**CE QUE VOUS FEREZ:**
Réécrivez les lignes allant de celle qui contient « Reviewer note: confirm that every instance of the forearm » jusqu'à la dernière ligne incluse, en remplaçant « Target » par « Cible » sans rien modifier d'autre.

**LIGNES EXTRAITES:**
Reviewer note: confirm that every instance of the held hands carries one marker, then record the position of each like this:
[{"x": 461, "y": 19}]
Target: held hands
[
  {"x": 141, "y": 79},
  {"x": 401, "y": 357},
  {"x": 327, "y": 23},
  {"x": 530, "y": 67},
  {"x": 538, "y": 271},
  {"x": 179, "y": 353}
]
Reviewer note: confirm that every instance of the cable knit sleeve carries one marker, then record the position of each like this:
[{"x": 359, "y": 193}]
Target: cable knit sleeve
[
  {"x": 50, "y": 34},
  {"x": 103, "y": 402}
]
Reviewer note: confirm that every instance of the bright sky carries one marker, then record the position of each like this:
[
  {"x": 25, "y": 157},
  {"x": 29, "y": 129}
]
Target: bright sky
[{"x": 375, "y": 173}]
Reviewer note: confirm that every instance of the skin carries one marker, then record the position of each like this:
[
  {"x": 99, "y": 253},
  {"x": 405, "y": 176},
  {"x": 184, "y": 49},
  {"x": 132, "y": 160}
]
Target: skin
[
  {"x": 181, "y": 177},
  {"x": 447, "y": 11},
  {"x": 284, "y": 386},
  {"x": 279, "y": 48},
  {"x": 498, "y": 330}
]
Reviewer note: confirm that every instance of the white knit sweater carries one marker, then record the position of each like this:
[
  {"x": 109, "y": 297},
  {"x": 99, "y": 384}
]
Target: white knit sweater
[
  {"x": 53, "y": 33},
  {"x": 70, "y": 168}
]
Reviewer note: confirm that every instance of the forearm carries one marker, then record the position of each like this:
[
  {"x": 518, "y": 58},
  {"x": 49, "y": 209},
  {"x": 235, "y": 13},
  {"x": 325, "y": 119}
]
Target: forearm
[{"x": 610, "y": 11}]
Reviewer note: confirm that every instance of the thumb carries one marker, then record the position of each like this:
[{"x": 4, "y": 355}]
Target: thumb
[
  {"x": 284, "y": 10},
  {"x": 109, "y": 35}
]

**RÉPONSE ATTENDUE:**
Reviewer note: confirm that every instance of the forearm carries one marker, then record the position of each like this:
[
  {"x": 518, "y": 58},
  {"x": 49, "y": 209},
  {"x": 235, "y": 13},
  {"x": 325, "y": 119}
]
Cible: forearm
[{"x": 610, "y": 11}]
Reviewer note: confirm that every instance of the thumb carries one marker, then record the position of each like this:
[{"x": 4, "y": 355}]
Cible: thumb
[
  {"x": 284, "y": 10},
  {"x": 109, "y": 35}
]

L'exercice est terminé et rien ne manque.